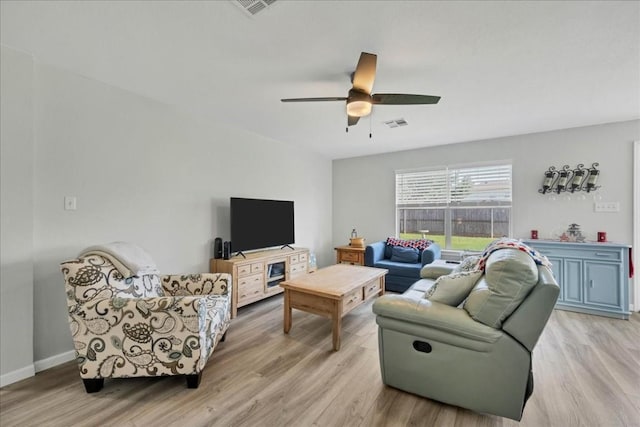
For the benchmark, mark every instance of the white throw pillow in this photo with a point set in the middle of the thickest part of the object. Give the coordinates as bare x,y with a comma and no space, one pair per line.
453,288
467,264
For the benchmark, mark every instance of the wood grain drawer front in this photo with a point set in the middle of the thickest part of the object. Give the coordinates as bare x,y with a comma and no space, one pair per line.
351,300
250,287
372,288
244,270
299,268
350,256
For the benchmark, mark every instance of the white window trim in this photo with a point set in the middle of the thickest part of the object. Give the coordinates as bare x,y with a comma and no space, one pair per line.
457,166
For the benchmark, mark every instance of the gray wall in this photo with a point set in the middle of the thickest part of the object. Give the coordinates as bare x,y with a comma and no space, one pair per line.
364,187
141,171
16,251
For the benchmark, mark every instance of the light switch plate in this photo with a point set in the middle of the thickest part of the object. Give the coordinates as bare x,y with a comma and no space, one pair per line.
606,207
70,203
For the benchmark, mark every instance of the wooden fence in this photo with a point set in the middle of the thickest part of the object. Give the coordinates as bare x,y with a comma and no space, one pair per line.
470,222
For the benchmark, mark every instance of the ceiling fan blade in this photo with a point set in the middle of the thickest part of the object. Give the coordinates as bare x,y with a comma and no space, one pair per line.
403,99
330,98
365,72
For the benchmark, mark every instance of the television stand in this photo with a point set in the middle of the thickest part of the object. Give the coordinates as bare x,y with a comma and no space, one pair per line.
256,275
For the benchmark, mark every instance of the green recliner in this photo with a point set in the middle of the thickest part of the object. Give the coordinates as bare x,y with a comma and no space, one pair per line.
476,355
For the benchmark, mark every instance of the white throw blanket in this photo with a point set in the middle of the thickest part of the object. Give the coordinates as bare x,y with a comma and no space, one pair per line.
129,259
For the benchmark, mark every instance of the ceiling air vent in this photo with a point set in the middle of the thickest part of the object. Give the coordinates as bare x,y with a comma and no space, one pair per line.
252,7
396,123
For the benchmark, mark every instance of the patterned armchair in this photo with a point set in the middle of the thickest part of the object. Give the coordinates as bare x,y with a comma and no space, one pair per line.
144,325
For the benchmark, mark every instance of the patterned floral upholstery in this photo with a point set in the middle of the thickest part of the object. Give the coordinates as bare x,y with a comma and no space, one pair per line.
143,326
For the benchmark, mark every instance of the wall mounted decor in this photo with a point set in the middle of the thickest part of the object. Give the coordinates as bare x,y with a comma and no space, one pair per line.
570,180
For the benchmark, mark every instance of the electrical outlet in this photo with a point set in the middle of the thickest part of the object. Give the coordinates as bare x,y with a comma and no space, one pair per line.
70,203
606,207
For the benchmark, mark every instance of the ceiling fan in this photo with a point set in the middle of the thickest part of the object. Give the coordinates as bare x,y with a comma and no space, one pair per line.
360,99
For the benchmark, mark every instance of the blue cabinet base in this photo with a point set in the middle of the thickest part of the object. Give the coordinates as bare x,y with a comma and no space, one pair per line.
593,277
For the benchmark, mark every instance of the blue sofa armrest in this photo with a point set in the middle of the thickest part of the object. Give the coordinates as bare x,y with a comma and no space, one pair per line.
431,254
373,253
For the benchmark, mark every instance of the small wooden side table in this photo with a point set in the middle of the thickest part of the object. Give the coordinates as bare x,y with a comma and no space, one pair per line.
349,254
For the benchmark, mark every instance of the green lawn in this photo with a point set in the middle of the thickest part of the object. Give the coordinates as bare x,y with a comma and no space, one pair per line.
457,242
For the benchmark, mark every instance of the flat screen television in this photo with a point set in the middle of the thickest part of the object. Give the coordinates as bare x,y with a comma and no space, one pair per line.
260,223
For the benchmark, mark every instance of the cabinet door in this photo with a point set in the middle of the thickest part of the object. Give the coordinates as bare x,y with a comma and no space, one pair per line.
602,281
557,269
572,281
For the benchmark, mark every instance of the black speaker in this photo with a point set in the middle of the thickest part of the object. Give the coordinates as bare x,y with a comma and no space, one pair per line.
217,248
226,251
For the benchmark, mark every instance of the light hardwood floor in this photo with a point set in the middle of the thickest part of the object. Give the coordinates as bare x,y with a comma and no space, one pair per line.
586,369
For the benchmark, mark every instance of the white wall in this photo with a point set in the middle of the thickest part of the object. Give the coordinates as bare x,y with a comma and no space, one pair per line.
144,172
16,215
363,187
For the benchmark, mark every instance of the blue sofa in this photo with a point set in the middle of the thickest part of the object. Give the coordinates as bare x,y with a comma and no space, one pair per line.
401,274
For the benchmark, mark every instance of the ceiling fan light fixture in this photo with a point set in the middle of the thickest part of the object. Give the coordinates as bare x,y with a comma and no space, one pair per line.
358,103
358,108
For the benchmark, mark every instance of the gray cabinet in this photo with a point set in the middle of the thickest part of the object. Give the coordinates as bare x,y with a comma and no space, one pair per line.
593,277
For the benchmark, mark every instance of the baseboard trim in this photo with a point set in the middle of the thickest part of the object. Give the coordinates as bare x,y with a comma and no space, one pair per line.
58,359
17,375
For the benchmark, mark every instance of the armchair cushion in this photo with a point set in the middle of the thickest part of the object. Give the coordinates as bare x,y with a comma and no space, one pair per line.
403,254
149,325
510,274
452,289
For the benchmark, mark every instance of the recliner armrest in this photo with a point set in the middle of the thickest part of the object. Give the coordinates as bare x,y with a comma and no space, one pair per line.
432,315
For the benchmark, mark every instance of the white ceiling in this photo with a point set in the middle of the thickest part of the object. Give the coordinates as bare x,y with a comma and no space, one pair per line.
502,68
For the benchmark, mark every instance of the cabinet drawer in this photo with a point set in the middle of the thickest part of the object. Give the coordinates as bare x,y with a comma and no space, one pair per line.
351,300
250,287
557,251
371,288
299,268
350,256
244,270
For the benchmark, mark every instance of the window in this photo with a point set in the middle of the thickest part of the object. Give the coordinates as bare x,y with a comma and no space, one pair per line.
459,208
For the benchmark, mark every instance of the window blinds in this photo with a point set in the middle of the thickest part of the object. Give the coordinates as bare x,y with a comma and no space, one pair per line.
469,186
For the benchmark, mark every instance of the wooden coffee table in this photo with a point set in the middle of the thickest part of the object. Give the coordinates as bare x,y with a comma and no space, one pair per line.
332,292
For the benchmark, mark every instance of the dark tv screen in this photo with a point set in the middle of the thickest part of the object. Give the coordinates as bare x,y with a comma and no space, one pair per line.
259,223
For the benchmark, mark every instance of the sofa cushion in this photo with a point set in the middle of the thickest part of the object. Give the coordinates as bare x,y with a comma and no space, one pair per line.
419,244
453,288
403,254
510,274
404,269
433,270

- **TASK STATEMENT**: Go through all of the material above and replace "thickest part" with "widest part", changing nothing else. Don't include the pictures in your answer.

- **CORRECT RESULT**:
For the benchmark, mark every instance of the white throw pillow in this photo with a point set in the middle of the widest part of the object. Give the coordinates as bare x,y with a comma and no space, one pair per line.
453,288
467,264
For the benchmark, mark every instance of the wood grain drawer front in this photo with a point set in the middle of the widest part of the object. Give the coordinates as bare x,y with a comma and no space, one pair per line.
351,300
250,287
372,288
244,270
299,268
350,256
For the benchmark, mark every instance of the white window trim in this photo with a point set in the middle of the widest part of the object. Give the coordinates as bare x,y with a comma and no space, one pair per line.
457,166
For the benchmark, mark every instance of the gray wall in this photo with a point set in the middle of the widest part of the object. Give the coordinates as bare x,y with a comma and no space, one pair per line.
364,187
141,171
16,251
For the benchmark, mark every instance of the light switch plate in this photo with a point set in the middle of the widest part of the object. Give the coordinates as bare x,y with a comma and no space, one pair per line.
606,207
70,203
For the benchmark, mark every instance of the wooden fence in this photo with a point set in the middle of the widest part of the object. Give the coordinates as bare x,y with a comma and no space, one pair per line.
470,222
For the benchmark, mark every instance of the ceiling fan blade in this photo with a point set in the middle of the widest part of the object. Give the coordinates as bare x,y with a comma and no space, one pair per line.
403,99
330,98
365,72
For the benchmark, mark every instance of the television stand in this photo with a point set in the middle of the widest part of the object. Give the coordinates as bare x,y with a comma and no space, one pair per line.
256,275
For the benchmark, mark every instance of the green recliner in this photo with a point set in the middle of the widest part of the object. Give the coordinates as bare x,y with a comma and no space, one pair per line.
476,355
For the benchmark, mark every instance of the white throw blanket in this photo with a point set in the middle of the widest part of the object. Give the coordinates as bare x,y with a comma and no space, one pair per line.
129,259
For the benchmark, mark every instance of the ceiling air vent in this photo with a point set in the middle of the widest part of the object. Give the coordinates as bare x,y with a comma and no space, one pair per line.
252,7
396,123
For the benchmark, mark every instance of the patterned armchair in this photo with a point set in the middle of the widest part of the object. Give the coordinates as bare x,y with a comma and no space, one pair per line.
144,325
For the benchmark, mark every instance of the patterned floral upholstery in this photo with a point set in the middle of the widest part of the object. Give the coordinates as bare x,y with a comma and no space, one pair per line.
143,326
For the benchmark, mark every instance of the wall mounted decor in this photo with a point set in the middle of the widest part of the object. Give the coordinates as bare x,y with a comma and no space, one pair per line.
570,180
For the benchmark, mark every instance of the electrical outlet in this photo with a point set in the middle of the widest part of the object. Give the coordinates as bare x,y with a comma and no space, one pair per line.
70,203
606,207
For the benchmark, mark every instance of the ceiling fan in this photo with a point set in the middle of the widest part of the object. Give the coordinates as bare x,y with a comma and no space, one pair per line.
360,99
For the benchmark, mark every instance of the blue cabinet base in this photo with a point set in the middle of the widest part of the object. Give the coordinates as bare x,y with a comma and no space, one pair per line.
593,277
For the benchmark, mark every instance of the blue sofa armrest in this photo with a point set in the middle of the widest part of the object. Give the coordinates as bare x,y with a comma and no space, one pair per line.
431,254
373,253
For the benchmark, mark every instance of the small wooden side table in this photo with a point set in the middle of the widest part of the object. Give the coordinates as bare x,y with a comma and no space, one pair per line.
349,254
For the benchmark, mark every instance of the green lawn in this photo with a point set in the middle of the widest part of the object. Give the coordinates as bare x,y with a comma and no space, one pair per line.
457,242
For the benchmark, mark every instance of the flat screen television in this photo with a point set in the middle of the widest part of the object. Give the coordinates as bare x,y with a comma and no space, one pair per line.
260,223
For the benchmark, mark every instance of the cabinet door in this photo with a point set in the middle of the widest part of the object. Give the coordinates as bare x,y with a comma and no space, one pair per line.
602,281
557,269
572,281
For the benchmark, mark every instance of the black speaker in this photo with a point set in the middle of the widest part of the object. Give the coordinates as bare x,y with a comma and no space, one pair per line.
217,248
226,251
For the benchmark, mark every instance of the light hardwood floor in this photo with a point set in the middle of the widest part of the object. Give the coordinates as bare x,y with a comma and no space, one pair per line.
586,369
For the benchmark, mark every instance of the white wall in this photo with a point set in the middle of the widest part of the object. Give the coordinates as bare x,y with a comma and no space, one pair per line.
144,172
16,215
363,187
For the benchmark, mark every instance of the blue sofa in this photo with a point set in the middle of the widest part of the object. Give the coordinates as bare x,y with a comma and no space, one pair per line.
401,274
For the benchmark, mark every instance of the ceiling fan light fixture in this photo with a point set in the middle of the widest part of the object. Give the coordinates as bare x,y with a comma and no space, one pair per line.
358,103
358,108
For the benchmark, mark every instance of the gray cabinet in this photo with a point set in the middle of the widest part of the object. Give the coordinates as bare x,y with a comma and no space, one pair per line.
593,277
For the benchmark, mark every instance of the baseboard trim in this photo with a point set in the middle of the widest part of the object. Give the coordinates as bare x,y with a comma and no space, one pair per line.
58,359
17,375
For the benchmark, mark every instance of the armchair cushion in this photo with a point set in the middle of the widest part of the object. Give the coordinates as bare x,y with a comma and no space, one pair per line.
403,254
149,325
510,274
452,289
For the benchmark, mark every instance of the recliner armrest in this photo with a point set in the middle of the widest part of the object. Give the coordinates as bare x,y with a comma and no space, one pair per line.
432,315
For the benchmark, mark every instance of the white ceiling in this photo with a point set in the middle of the widest part of the object. Give the coordinates as bare x,y with a comma and no space, one pair per line.
502,68
For the benchmark, mark every instance of the cabinet drawer in this photo with a point set in the middle of the widest part of the object. Give the coordinates as bare x,y with a comma and no space, one pair per line.
351,300
250,287
557,251
371,288
299,268
350,256
244,270
For the benchmark, mark every instance of the window in this photo with a point set in the middle of the widest part of the object. Give the coordinates as bare x,y with a comma and no space, one pair per line.
459,208
For the benchmark, mark every instance of the window blinds in this photo with a point set in the middle of the widest part of the object. Give the coordinates as bare x,y with a comma and no space, one pair per line.
469,186
For the benchmark, mark every instance of the wooden coffee table in this photo with a point set in the middle of the widest part of the object. Give the coordinates as bare x,y with a comma and no space, one pair per line.
332,292
For the benchmark, mark every instance of the dark tv screen in this photo with a point set in the middle of the widest part of the object. Give the coordinates as bare x,y with a comma and no space, one pair per line.
259,223
For the benchmark, mark every instance of the sofa cushion in this photo with a point set in the middle of the widest part of the object. Give the coordinates as bare x,y with a comma and no space, one pair per line.
419,244
453,288
403,254
510,274
404,269
433,270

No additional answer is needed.